* _The request_:
Write out each of the following entries word for word, without changing any character.

* _Detection entries_:
"""

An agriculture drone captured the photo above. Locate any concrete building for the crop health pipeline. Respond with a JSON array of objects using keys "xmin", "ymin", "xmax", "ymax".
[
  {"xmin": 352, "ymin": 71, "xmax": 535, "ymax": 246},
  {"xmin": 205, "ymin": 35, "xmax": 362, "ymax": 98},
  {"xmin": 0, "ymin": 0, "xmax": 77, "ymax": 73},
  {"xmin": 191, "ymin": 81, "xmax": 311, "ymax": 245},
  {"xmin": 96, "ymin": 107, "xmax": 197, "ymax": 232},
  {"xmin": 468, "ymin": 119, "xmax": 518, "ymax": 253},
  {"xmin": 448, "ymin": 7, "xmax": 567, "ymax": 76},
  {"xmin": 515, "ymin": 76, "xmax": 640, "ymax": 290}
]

"""

* _Finished exercise_:
An agriculture drone captured the photo above. Locate any concrete building for the crop health pipeline. Respond with a JSON array of objects using keys "xmin", "ymin", "xmax", "ymax".
[
  {"xmin": 352, "ymin": 71, "xmax": 535, "ymax": 246},
  {"xmin": 205, "ymin": 35, "xmax": 362, "ymax": 98},
  {"xmin": 0, "ymin": 0, "xmax": 77, "ymax": 73},
  {"xmin": 191, "ymin": 81, "xmax": 311, "ymax": 245},
  {"xmin": 96, "ymin": 107, "xmax": 197, "ymax": 232},
  {"xmin": 468, "ymin": 119, "xmax": 518, "ymax": 253},
  {"xmin": 448, "ymin": 7, "xmax": 567, "ymax": 76},
  {"xmin": 515, "ymin": 76, "xmax": 640, "ymax": 290}
]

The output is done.